## SELECTION
_ _ _ _ _ _ _
ML Benchmarks

Supervised Learning and Visualization

This lecture

Resampling (Recap + Nested Resampling)
Hyperparameter Tuning
Model Classes
Benchmarking

Resampling

Recap: Cross-Validation (CV)

Random partitioning in \(k\) equally sized parts (usually 5 or 10)
\(k-1\) parts serve as training set, remaining fold is test set
Each part is used as the test set once
The estimated prediction error is averaged over all folds

Cross-Validation (CV)

Repeated Cross-Validation (RCV)

same as CV, but multiple runs with different seeds (e.g., \(10 \times 10-\)fold CV)
different seeds = subset structures are different
averaging performance estimates over repetitions stabilizes results (especially in combination with small sample sizes) and can be helpful when using them to perform a significance test (is model A better than model B)

Nested Resampling

When tuning hyperparameters, a more complex resampling strategy is necessary:

inner resampling is used to select hyperparameters and pre-process the data (select variables, impute missing data, scale variables, etc.)
_ _ _ _ _ _ _
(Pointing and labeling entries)
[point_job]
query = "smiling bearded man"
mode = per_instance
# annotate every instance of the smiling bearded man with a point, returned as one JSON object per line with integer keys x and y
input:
_ _ _ _ _ _ _
## GIVEN EXERCISE 1
According to the ML benchmarks lecture notes, into how many equally sized parts is the data usually partitioned for cross-validation?
## GIVEN EXERCISE 2
Pick up the ML benchmarks lecture notes after their last line and continue them.

## OUTPUT 1
Usually 5 or 10.

## OUTPUT 2
outer resampling is used to evaluate the full data analysis pipeline

This is necessary to obtain “fair”, i.e., not overoptimisitc performance estimates

Nested Resampling

Hyperparameter Tuning (Example: Tree-based Methods)

Decision Trees

Recursive binary splitting to find subsets that are homogeneous regarding outcome:

Random Forests

Aggregation of multiple decision trees
Combination of Bagging (Bootstrap Aggregation) and variable selection
Ensemble of de-correlated deep trees promises better out-of-sample performance:

Hyperparameters of Random Forest

Minimum node size in node to attempt a split
Maximum tree depth
Minimum impurity reduction
Minumum number of observations in leaf nodes
Number of trees
Number of predictors considered for each split (often called mtry)

Hyperparameters of Random Forest

Although random forests usually work relatively well with default settings, tuning may be beneficial to improve accuracy (classification) or increase the precision (regression task)
Remember: Tuning and selection of hyperparameters needs to be separated from performance evaluation (inner resampling strategy within modeling pipeline)!

Hyperparamer Tuning - Grid Search

Specify a grid of parameter values that should be considered during tuning:

mtry	ntrees
10	100
15	100
20	100
10	250
15	250
20	250
10	500
15	500
20	500

Every combination of hyperparameter settings is used to train a model and the performance of each model is evaluated on a test-set to determine the best parameter combination (again: this should be done in an inner loop to avoid overoptimistic performance evaluations for the overall modeling pipeline)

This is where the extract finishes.